[Dataset rows on where objects appear]
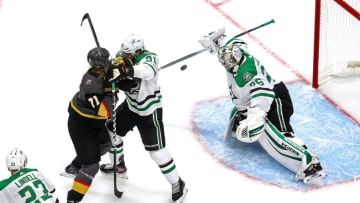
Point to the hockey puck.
(183, 67)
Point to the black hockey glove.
(94, 100)
(120, 69)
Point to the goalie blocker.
(254, 124)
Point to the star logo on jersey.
(88, 82)
(247, 76)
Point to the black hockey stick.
(116, 191)
(87, 16)
(201, 51)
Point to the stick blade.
(118, 193)
(86, 16)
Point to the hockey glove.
(207, 43)
(210, 41)
(250, 129)
(120, 69)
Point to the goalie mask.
(16, 160)
(130, 45)
(230, 56)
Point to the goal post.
(336, 40)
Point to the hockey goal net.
(336, 40)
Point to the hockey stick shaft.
(203, 50)
(87, 16)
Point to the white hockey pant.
(286, 150)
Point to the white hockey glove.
(208, 41)
(250, 129)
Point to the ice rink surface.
(43, 57)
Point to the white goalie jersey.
(27, 185)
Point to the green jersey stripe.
(169, 170)
(263, 95)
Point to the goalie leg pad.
(166, 164)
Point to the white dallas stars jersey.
(27, 185)
(146, 97)
(251, 85)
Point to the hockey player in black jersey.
(88, 111)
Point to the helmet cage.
(95, 59)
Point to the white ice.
(43, 57)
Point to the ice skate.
(179, 191)
(108, 169)
(70, 171)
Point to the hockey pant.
(83, 181)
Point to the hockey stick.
(201, 51)
(116, 191)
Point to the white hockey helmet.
(16, 160)
(131, 44)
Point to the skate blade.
(182, 197)
(67, 175)
(315, 179)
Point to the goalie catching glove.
(120, 69)
(251, 128)
(210, 41)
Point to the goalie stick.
(116, 191)
(203, 50)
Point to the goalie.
(262, 108)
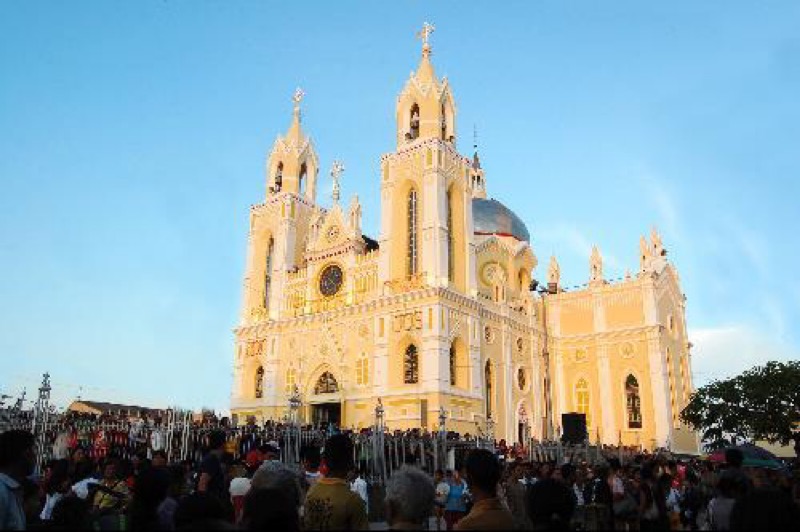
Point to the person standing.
(330, 505)
(17, 461)
(212, 474)
(456, 507)
(487, 513)
(442, 489)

Task details: Copy the entries exactly. Leave out the images.

Result below:
Point to the hockey puck.
(183, 67)
Point to the black hockey glove.
(94, 100)
(120, 69)
Point to the goalie blocker.
(254, 124)
Point to the star logo on jersey.
(88, 82)
(247, 76)
Point to the black hockey stick.
(116, 191)
(87, 16)
(201, 51)
Point to the stick blade.
(118, 193)
(86, 16)
Point to the hockey glove.
(207, 43)
(210, 41)
(250, 129)
(120, 69)
Point to the goalie mask.
(16, 160)
(130, 45)
(230, 56)
Point to the goal post.
(336, 40)
Point to the hockey goal net.
(336, 40)
Point to the hockey stick shaft.
(203, 50)
(87, 16)
Point to the white hockey pant.
(286, 150)
Point to the white hockey glove.
(208, 41)
(250, 129)
Point to the ice rink surface.
(43, 57)
Point to the white goalie jersey.
(27, 185)
Point to the green jersey stripe.
(169, 170)
(263, 95)
Point to the goalie leg pad.
(166, 164)
Point to the white dallas stars jersey.
(27, 185)
(146, 97)
(251, 85)
Point to the hockey player in black jersey.
(88, 111)
Point to the helmet cage.
(95, 59)
Point to the white ice.
(43, 57)
Point to the ice skate.
(179, 191)
(108, 169)
(70, 171)
Point to the hockey pant.
(83, 181)
Point to the hockey stick.
(201, 51)
(116, 191)
Point to the white hockey helmet.
(16, 160)
(131, 44)
Point to the skate blade.
(182, 197)
(67, 175)
(315, 179)
Point to the goalie catching glove.
(120, 69)
(251, 128)
(210, 41)
Point to the goalie stick.
(116, 191)
(203, 50)
Point to the goalie.
(262, 108)
Point to the person standing.
(330, 505)
(17, 461)
(212, 474)
(456, 507)
(487, 513)
(442, 489)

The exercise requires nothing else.